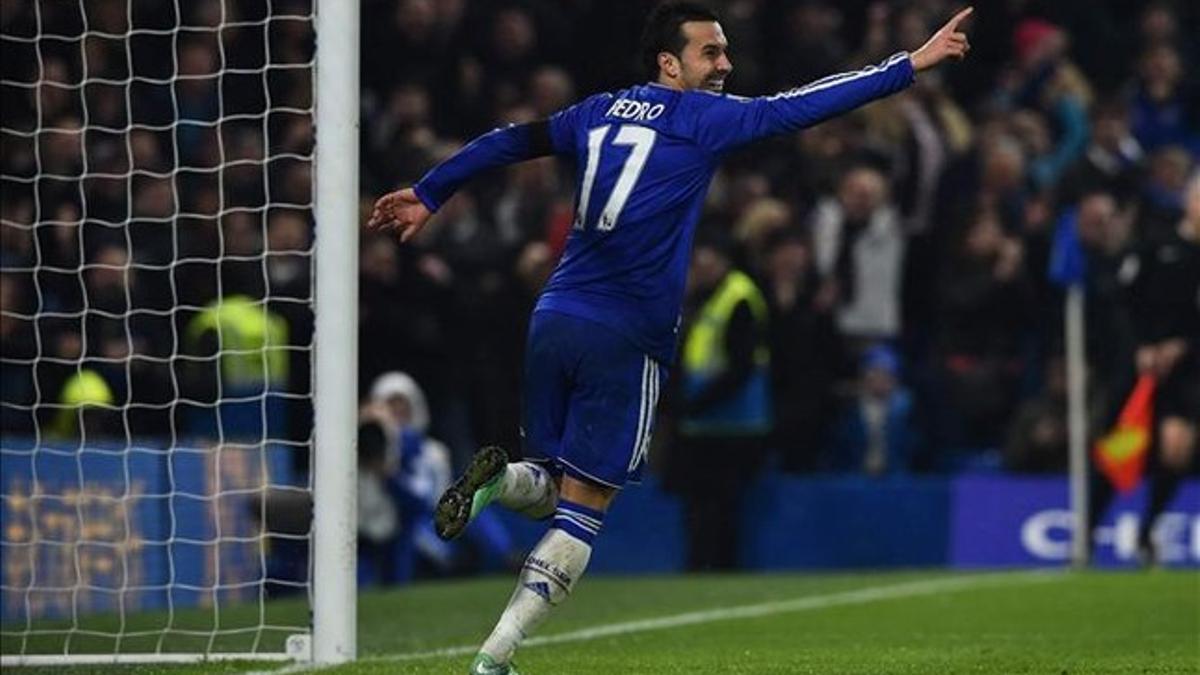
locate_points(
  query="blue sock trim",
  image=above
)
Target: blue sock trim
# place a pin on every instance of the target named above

§ §

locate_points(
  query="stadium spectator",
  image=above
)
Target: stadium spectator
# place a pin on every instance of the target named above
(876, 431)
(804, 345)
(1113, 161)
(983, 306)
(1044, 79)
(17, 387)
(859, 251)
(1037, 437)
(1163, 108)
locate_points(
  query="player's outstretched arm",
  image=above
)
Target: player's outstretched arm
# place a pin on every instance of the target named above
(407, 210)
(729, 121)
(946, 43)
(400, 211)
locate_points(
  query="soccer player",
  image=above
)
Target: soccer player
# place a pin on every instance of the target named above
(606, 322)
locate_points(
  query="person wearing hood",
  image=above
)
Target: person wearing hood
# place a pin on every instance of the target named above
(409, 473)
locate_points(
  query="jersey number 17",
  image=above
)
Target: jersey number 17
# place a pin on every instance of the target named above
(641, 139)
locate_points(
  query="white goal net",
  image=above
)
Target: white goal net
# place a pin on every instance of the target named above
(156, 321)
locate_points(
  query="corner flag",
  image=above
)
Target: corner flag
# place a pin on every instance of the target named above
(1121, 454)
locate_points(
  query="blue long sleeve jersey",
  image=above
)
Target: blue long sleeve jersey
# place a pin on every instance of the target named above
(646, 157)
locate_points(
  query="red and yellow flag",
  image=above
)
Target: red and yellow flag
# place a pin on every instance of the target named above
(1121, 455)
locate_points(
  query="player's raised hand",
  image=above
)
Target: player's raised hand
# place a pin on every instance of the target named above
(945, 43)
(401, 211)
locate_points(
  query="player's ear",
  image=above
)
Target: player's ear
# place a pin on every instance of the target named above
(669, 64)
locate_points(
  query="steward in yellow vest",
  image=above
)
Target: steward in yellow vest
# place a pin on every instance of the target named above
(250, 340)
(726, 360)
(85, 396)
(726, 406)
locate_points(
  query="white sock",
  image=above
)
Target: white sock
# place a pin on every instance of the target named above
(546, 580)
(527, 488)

§ §

DIRECTIONS FOR THIS TASK: Show all lines from the data above in which the word "person" appears.

FINISHED TASK:
  query="person wearing hood",
Target: person wearing hood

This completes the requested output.